Lihat ke Halaman Asli

Edy Supriatna Syafei

TERVERIFIKASI

Penulis

Semoga Anggota Dewan yang Baru Memahami Ragam Pernikahan dan Implikasinya

Diperbarui: 1 Oktober 2019   12:11

Kompasiana adalah platform blog. Konten ini menjadi tanggung jawab bloger dan tidak mewakili pandangan redaksi Kompas.

Ilustrasi pernikahan: KOMPAS.com | ANDREAS LUKAS ALTOBELI

Andai saja ragam jenis nikah yang di luar pandangan paham suni (Indonesia) dianggap sebagai perbuatan zinah, maka bisa dipastikan bahwa rumah tahanan dan penjara makin penuh. 

Karena itulah sebelum bicara lantang dari gedung parlemen Senayan, Jakarta, para anggota dewan terhormat yang dilantik pada Selasa (1/10/2019), perlu memahami ragam pernikahan.

Sepertinya sih sepele. Tapi pandangan penulis ini penting. Pasalnya, banyak anggota dewan --baik pria maupun perempuan-- yang masih belum menikah, ke depannya tidak salah langkah hanya lantaran tidak memahami arti sebuah pernikahan.

Khususnya bagi anggota dewan yang beragama Islam. Memahami ragam pernikahan selain penting untuk diri sendiri juga ketika bicara lantang untuk kepentingan rakyat tidak sekadar asal bunyi tetapi memiliki kedalaman substansi.

Sebanyak 575 anggota DPR dan 136 anggota DPD terpilih dilantik pada siang ini di Gedung MPR/DPR RI, Senayan, Jakarta. Foto | CNN Indonesia

Hasil revisi UU Perkawinan. Foto | Antara

Kita tahu hingga kini adik-adik kita mahasiswa masih menyimpan kekecewaan berat terkait hampir disahkannya RUU KUHP oleh anggota dewan (yang lama). Setelah adanya permintaan dari Presiden Joko Widodo agar pembahasannya dilanjutkan kepada anggota dewan yang baru, maka RUU tersebut menjadi batal.

Rancangan Undang-Undang itu menimbulkan gelombang protes dari mahasiswa. Salah satunya mengenai pasal pidana untuk seluruh persetubuhan di luar nikah. Wah, untung dapat ditahan pengesahannya.

Persyaratan Tugas:
a. Tulis ulang secara lebih singkat paragraf yang diawali "Kita tahu hingga kini" dalam tulisan tentang ragam pernikahan, dengan tetap memuat fakta utamanya.
b. Jawab pertanyaan berikut berdasarkan tulisan tentang ragam pernikahan.
(i) Pada hari dan tanggal berapa anggota dewan yang baru dilantik?
(ii) Berapa jumlah anggota DPR dan anggota DPD terpilih yang dilantik?
(iii) Pasal apa yang disebut sebagai salah satu pemicu protes mahasiswa terhadap RUU KUHP?
c. Tolong ulangi tanpa perubahan bagian tulisan tentang ragam pernikahan dari "Ilustrasi pernikahan: KOMPAS.com" sampai "arti sebuah pernikahan.".
Entri berikut tidak digunakan dalam tugas mana pun.

(Entri kutipan dari sebuah koleksi)

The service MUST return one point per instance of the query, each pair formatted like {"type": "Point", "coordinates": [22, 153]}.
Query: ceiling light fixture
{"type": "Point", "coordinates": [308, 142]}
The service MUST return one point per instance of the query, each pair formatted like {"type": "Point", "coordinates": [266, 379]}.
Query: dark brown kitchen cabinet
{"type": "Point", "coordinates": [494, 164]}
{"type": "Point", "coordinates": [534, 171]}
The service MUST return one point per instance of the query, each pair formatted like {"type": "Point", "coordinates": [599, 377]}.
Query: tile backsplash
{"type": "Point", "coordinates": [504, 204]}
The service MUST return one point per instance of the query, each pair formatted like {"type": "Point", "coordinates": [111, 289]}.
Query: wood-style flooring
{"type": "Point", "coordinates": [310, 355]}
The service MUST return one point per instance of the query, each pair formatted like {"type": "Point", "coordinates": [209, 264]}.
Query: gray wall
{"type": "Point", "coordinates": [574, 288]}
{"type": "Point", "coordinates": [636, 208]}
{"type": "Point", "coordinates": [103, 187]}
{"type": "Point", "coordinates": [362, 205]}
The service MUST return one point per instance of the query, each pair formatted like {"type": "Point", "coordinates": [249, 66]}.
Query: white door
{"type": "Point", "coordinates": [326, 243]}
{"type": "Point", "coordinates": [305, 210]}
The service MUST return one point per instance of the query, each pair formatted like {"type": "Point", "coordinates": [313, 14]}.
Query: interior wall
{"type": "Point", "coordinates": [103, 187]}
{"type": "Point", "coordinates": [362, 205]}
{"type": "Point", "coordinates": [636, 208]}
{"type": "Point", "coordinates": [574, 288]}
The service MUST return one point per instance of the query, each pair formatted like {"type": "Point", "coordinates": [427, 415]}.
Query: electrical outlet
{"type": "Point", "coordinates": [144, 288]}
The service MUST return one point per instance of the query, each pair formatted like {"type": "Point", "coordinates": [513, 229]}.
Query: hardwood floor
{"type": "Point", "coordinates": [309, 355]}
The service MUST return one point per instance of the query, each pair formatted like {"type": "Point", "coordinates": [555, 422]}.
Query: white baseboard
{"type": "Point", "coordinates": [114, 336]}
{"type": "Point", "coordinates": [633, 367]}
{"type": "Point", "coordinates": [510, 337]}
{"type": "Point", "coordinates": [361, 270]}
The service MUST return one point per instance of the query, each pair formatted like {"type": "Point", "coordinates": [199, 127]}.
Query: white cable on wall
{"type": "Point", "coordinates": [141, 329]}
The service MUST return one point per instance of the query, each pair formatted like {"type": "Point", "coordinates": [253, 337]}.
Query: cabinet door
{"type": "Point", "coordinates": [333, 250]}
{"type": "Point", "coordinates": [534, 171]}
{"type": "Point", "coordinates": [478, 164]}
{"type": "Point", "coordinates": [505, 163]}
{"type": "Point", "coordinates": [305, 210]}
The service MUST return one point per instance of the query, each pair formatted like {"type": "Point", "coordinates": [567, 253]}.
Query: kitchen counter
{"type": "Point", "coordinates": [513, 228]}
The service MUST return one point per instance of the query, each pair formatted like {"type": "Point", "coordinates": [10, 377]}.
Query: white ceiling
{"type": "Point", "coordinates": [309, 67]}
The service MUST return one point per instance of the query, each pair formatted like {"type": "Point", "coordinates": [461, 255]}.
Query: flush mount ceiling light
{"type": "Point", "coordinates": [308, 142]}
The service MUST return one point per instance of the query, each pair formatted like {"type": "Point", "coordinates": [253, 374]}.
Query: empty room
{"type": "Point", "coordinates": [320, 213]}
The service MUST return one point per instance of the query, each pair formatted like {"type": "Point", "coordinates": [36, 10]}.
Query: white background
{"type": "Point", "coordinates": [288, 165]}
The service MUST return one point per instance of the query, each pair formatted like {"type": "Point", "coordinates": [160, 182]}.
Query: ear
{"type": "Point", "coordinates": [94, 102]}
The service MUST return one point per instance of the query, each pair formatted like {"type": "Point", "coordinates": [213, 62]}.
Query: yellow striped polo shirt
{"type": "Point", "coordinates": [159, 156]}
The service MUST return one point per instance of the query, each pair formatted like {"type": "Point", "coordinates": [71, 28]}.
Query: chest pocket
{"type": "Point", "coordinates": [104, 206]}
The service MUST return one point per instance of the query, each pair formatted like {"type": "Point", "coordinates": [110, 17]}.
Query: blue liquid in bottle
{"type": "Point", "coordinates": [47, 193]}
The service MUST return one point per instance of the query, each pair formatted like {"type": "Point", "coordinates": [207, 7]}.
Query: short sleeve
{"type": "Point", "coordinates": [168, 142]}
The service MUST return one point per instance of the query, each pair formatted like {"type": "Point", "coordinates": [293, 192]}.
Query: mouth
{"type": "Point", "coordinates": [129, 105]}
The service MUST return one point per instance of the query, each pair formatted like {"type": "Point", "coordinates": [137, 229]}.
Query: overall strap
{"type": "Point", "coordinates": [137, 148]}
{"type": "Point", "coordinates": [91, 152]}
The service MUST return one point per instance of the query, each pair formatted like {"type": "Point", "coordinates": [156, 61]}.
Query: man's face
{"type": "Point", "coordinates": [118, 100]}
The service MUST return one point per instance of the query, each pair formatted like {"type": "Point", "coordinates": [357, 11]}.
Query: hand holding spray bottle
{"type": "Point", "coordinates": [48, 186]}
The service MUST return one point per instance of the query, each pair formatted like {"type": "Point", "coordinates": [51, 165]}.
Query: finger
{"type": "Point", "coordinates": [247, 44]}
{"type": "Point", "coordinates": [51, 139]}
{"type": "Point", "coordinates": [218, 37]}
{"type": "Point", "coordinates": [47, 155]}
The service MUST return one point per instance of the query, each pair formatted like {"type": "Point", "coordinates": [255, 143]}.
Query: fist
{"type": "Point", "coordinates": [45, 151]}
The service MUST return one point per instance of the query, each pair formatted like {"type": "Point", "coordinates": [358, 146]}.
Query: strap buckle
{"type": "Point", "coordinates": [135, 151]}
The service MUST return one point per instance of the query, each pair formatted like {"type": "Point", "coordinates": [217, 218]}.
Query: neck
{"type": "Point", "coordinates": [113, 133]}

Jawaban Tugas:
a. Mahasiswa masih sangat kecewa karena RUU KUHP hampir disahkan oleh anggota dewan yang lama. RUU itu batal disahkan setelah Presiden Joko Widodo meminta agar pembahasannya dilanjutkan oleh anggota dewan yang baru.

b.
(i) Selasa, 1 Oktober 2019.
(ii) 575 anggota DPR dan 136 anggota DPD.
(iii) Pasal pidana untuk seluruh persetubuhan di luar nikah.

c.
Ilustrasi pernikahan: KOMPAS.com | ANDREAS LUKAS ALTOBELI

Andai saja ragam jenis nikah yang di luar pandangan paham suni (Indonesia) dianggap sebagai perbuatan zinah, maka bisa dipastikan bahwa rumah tahanan dan penjara makin penuh. 

Karena itulah sebelum bicara lantang dari gedung parlemen Senayan, Jakarta, para anggota dewan terhormat yang dilantik pada Selasa (1/10/2019), perlu memahami ragam pernikahan.

Sepertinya sih sepele. Tapi pandangan penulis ini penting. Pasalnya, banyak anggota dewan --baik pria maupun perempuan-- yang masih belum menikah, ke depannya tidak salah langkah hanya lantaran tidak memahami arti sebuah pernikahan.